:: Excerpted data

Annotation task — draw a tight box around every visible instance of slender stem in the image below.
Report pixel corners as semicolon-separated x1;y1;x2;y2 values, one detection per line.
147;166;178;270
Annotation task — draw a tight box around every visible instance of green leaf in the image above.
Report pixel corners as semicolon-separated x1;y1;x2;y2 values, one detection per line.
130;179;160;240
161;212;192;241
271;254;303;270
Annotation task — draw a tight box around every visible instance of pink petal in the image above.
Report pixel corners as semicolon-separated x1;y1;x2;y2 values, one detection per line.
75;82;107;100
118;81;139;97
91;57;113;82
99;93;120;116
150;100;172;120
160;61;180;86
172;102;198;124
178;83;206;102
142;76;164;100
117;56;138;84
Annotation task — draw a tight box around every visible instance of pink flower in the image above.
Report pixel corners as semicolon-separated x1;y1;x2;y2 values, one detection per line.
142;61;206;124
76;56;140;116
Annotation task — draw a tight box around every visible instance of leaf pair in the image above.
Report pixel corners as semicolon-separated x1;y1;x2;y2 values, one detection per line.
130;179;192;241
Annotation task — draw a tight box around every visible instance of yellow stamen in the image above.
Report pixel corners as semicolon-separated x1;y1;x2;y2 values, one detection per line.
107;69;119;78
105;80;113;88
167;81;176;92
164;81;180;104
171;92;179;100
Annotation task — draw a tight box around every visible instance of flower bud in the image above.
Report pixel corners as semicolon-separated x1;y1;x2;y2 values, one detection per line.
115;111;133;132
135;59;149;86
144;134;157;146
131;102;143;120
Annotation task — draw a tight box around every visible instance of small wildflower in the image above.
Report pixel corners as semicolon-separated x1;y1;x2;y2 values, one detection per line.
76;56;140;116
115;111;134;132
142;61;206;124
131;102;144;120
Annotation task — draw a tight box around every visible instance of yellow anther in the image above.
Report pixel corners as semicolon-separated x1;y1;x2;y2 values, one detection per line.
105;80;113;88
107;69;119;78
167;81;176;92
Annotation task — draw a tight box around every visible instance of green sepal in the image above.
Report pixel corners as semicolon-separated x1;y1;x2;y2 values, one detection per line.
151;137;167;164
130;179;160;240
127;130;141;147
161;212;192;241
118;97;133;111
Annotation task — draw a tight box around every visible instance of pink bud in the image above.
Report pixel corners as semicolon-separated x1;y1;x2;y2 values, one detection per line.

::::

Task prompt → Make sure every record is repeated exactly.

Task output →
Annotation task — draw a tight box around every visible instance of slender stem in the image below.
Report pixel corners as semicolon-separated x1;y1;x2;y2 values, one detection per line.
147;166;178;270
Annotation task — draw a tight box around every visible instance of green leaf in the image above.
Report pixel corners as semicolon-separated x1;y1;x2;y2 values, one detection per line.
130;179;160;240
161;212;192;241
271;254;303;270
Annotation task — draw a tight box around every visible instance of pink petal in the image above.
Report pixel corners as semicolon-separated x1;y1;x2;y2 values, one detection per line.
75;82;107;100
118;81;139;97
91;57;113;82
99;93;120;116
150;100;172;120
160;61;180;86
172;102;198;124
178;83;206;102
142;76;164;100
117;56;138;84
Annotation task — draw a tight box around every visible instance of pink flower in the image above.
Report pixel corners as semicolon-separated x1;y1;x2;y2 values, one detection per line.
142;61;206;124
76;56;140;116
Annotation task — draw a tight box around every visible instance of leaf pair in the image above.
Report pixel corners as semicolon-separated x1;y1;x2;y2 values, one detection per line.
130;179;192;241
Annotation task — draw a tight box around every visible instance of yellow stamen in the image above.
Report pixel corners as semicolon-separated x1;y1;x2;y2 values, one detection per line.
107;69;119;78
105;80;113;88
167;81;176;92
164;81;180;104
171;92;179;100
Annotation task — draw a tight box around every visible instance of flower bud in the image above.
Report pixel corners as semicolon-separated x1;y1;x2;y2 values, one detection per line.
115;111;133;132
135;59;149;86
144;134;157;146
131;102;143;120
Annotation task — draw a tight box around every visible instance of small wildflower in the image above.
Report pixel corners as semicolon-separated x1;y1;x2;y2 values, one detection per line.
76;56;140;116
115;111;134;132
142;61;206;124
131;102;144;120
Annotation task — draw a tight box around every visible instance of yellow anther in the image above.
Report pixel corners as semicolon-separated x1;y1;x2;y2 values, one detection per line.
105;80;113;88
107;69;119;78
167;81;176;92
Annotation task — draw a tight box around every visible instance of green sepal in the image above.
Report pixel corners as semicolon-separated x1;y1;x2;y2 values, one detection per line.
151;137;167;164
130;179;160;240
127;130;141;147
161;212;192;241
118;97;133;111
Annotation task — draw a tight box around every visible instance of pink bud in the image above.
Report pixel corners as semicolon-separated x1;y1;x2;y2 values, one detection per line.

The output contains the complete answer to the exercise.